**Excerpt**
Carano on the other hand is a fighter first, and an actor ... well, being an actor is somewhat further down her list of priorities. Indications point to her spoiling for a fight with the Mouse. And the Mouse don’t fight — the Mouse makes situations disappear.
So Carano has had a short and limited role in a show I will never see. And still I’m sad. It sounded like a good role with real potential. The only thing I’ve seen her act in is Haywire, and I thought she was terrific. It sounds like she was terrific in this. From here on out her projects are likely to be on the same level as the Baldwin Brothers. I think we’ve all lost something here. And it doesn’t feel necessary.
11 comments:
Largely with you on this one--all the way down the line. I too have never seen the Mandalorian. I too find the premise intriguing. I too have mixed feelings about John Wayne. I too... etc.
I don't have a lot of sympathy for Gina Carano. It sounds like her tweets were incredibly stupid, if nothing else. (I don't think she's genuinely anti-Semitic so much as stupid--she can't understand the limits of analogy.) But I do worry about where cancel culture is going to lead us.

**Data entries**
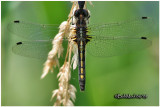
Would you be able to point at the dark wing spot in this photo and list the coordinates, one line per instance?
(16, 21)
(144, 17)
(19, 43)
(143, 37)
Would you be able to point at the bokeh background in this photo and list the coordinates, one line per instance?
(135, 73)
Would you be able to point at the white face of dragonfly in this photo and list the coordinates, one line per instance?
(85, 17)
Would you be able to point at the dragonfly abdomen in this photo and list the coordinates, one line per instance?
(81, 52)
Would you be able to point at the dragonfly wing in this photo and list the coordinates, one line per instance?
(35, 49)
(32, 31)
(114, 46)
(134, 27)
(121, 37)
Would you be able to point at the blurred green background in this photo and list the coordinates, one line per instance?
(135, 73)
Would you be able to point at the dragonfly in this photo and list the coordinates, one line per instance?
(99, 40)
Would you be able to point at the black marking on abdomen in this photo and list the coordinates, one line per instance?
(143, 37)
(16, 21)
(19, 43)
(81, 52)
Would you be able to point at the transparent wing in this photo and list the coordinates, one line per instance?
(114, 46)
(32, 31)
(134, 27)
(119, 38)
(35, 49)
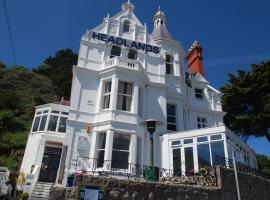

**What is asked**
1/ Return the passage of the excerpt about Gina Carano starting with "Carano on the" and going on through "I too... etc.".
2/ Answer these questions from the excerpt about Gina Carano:
(a) What is the only thing the writer has seen Carano act in?
(b) How many comments does the excerpt say there are?
(c) In the comment that begins "I don't have a lot of sympathy", what does the commenter say Carano can't understand?
3/ Write what comes next in the excerpt about Gina Carano, continuing from its final sentence.

**Final results**
1/
Carano on the other hand is a fighter first, and an actor ... well, being an actor is somewhat further down her list of priorities. Indications point to her spoiling for a fight with the Mouse. And the Mouse don’t fight — the Mouse makes situations disappear.
So Carano has had a short and limited role in a show I will never see. And still I’m sad. It sounded like a good role with real potential. The only thing I’ve seen her act in is Haywire, and I thought she was terrific. It sounds like she was terrific in this. From here on out her projects are likely to be on the same level as the Baldwin Brothers. I think we’ve all lost something here. And it doesn’t feel necessary.
11 comments:
Largely with you on this one--all the way down the line. I too have never seen the Mandalorian. I too find the premise intriguing. I too have mixed feelings about John Wayne. I too... etc.

2/
(a) Haywire
(b) 11
(c) The limits of analogy

3/
This guy https://youtu.be/-vRGguUJIx8 has a good video on how Youtube's policy of suppressing anything remotely controversial makes it hard to talk about history on the platform.
On the other hand, one wonders how much of this is new, and how much of this is same old.
The Mouse never liked controversy, even back in the Walt's days. Just ask Tommy Kirk or Bobby Driscoll. And Disney would never have gone near that Green Berets movie that even back in the old days.
I think Disney's statement of release was a mealy-mouthed PR blunder. And toy companies pulling her character off the shelves ... WTF?? But aside from this the fault of Carano getting shit-canned is entirely hers to bear alone. She wanted the fight more than the job. This reveals a lamentable lack of vision, I think -- the role was an aspirational figure on several levels, and it meant less to Carano than did this particular round of ideological AM radio warfare. A showbiz figure who can't see the potential in their assigned role is someone who isn't aspiring to be an actor, period.
Thanks for sharing Cipher's video. I was aware of much of what he raises, but he pulls it all together so well. Very troubling, needless to say.
I kept Haywire in mind after you wrote about it, and at some point in the following year or so watched it. Memory’s fuzzy, but I liked it. Expect I’d watch it again, given leisure to watch an action flick by myself — rare these days.
Somehow did not put it together, when this stuff about a Trump-right personality getting booted from Mandalorian (which naturally I too am not watching, having neither time nor Disney) reached me amid comics & cartooning chatter, that this was the same person. And I hear you, yeah. Another prick of the recent stupid-&-unnecessary, it feels like, from the consumer angle at least.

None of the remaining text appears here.